══ SELECTED EXCERPT
Really!? Then how are you going to get the tingling feeling back!!??


----------



## nikv (Mar 4, 2010)

I don't know if the war against mealies is every truly over. But congratulations on your victory!


----------



## smartie2000 (Mar 4, 2010)

treefrog said:


> Hi Smartie, I would really be interested in knowing where it can be found in Canada.
> Math



My Merit and Orthene were not from Canda. I did have to resort to importing it from a eBay seller. I don't like the idea, but was that desperate as it was out of control. 
I did not see it in any retail shops in Canada that I know of. (so Joanne is probably right...but Canada does have its reasons to outlaw the household use of this stuff)

It is important to use pesticides properly to prevent the creation of resitant strains. This includes using a variety of pesticides that have different modes of action. Also it is important not to use a too weak solution of the chemical. And don't allow for any survivors...rubbing alcohol to kill the ones you see.

I did repotting and I did not find anything in the roots BTW.

I think that I am willing to send Merit to people in Canada that need help, I have way too much of it. A small amount of the powder mixes a lot of sprays/drenches. (I think I am willing...haha so much trouble)
But I don't want to deal with touching the Orthene and rebottling the liquid. People in Edmonton can take my bottle and promise to return it to me.


----------



## smartie2000 (Mar 4, 2010)

Leo Schordje said:


> Something to consider should you ever encounter a resistant strain in the future, or even as a trick to limit how often you have to apply bug spray.
> 
> Enstar II is a juvenal growth hormone inhibitor. What most people don't realize is that it was never intended to be used alone in a spray. Its original formulation / design was to be used as an additive to your more conventional pesticide spray. It is compatible in solution with most other formulations. (do not mix the concentrates, only mix as needed in the water solution being made up for use that day) Every autumn I spray for mealies and mites. Usually 2 spplications about 10 days apart does the trick, and the collection normally stays bug free until the following summer, sometimes even longer. I personally use a 3 component solution of Mavrik, Enstar II and the old Pentac WP stock I am depleting. (you can't buy the old formulation of Pentac anymore) This is very effective. A 2 or 3 component system is more difficult for the bugs to develop resistance to. AND if you are successful at 100% wiping out of the current infestation, you won't have a problem with a resistant strain developing. Resistance only develops if you have a small residual population survive the spraying. The ones not killed then breed on. In our small collections it is possible to get a 100% kill, and then you have no resident population in which resistance can develop.
════
**GOAL OF THE EXERCISE**
In the pesticide thread, where did smartie2000 get the Merit and Orthene? The data below has no connection to the pesticide thread.
══ MATERIAL
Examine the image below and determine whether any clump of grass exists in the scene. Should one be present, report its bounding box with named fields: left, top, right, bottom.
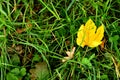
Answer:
left=0, top=0, right=120, bottom=80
════
**RESULT OF THE TASK**
From an eBay seller, imported rather than bought in Canada.